REQUIRED ACTION :: Report back every line below that carries the word "grass".
++++
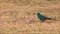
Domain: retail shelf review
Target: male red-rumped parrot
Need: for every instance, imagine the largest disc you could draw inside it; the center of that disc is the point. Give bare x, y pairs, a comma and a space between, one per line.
42, 17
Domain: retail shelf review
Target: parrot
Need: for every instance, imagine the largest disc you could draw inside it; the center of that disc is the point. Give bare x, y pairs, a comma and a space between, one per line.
42, 17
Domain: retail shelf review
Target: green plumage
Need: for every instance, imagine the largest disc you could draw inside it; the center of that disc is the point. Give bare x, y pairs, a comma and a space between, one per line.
42, 17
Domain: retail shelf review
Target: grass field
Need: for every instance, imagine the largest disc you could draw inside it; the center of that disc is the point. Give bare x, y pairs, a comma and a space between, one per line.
19, 16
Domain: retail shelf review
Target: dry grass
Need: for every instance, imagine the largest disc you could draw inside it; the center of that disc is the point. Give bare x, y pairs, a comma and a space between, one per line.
19, 16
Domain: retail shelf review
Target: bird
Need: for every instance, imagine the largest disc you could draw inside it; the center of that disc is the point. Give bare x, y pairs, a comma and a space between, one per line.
42, 17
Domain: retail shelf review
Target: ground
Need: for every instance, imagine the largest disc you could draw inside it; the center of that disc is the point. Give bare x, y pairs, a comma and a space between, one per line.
19, 16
++++
RESULT BELOW ::
Target: grass field
Target: dry grass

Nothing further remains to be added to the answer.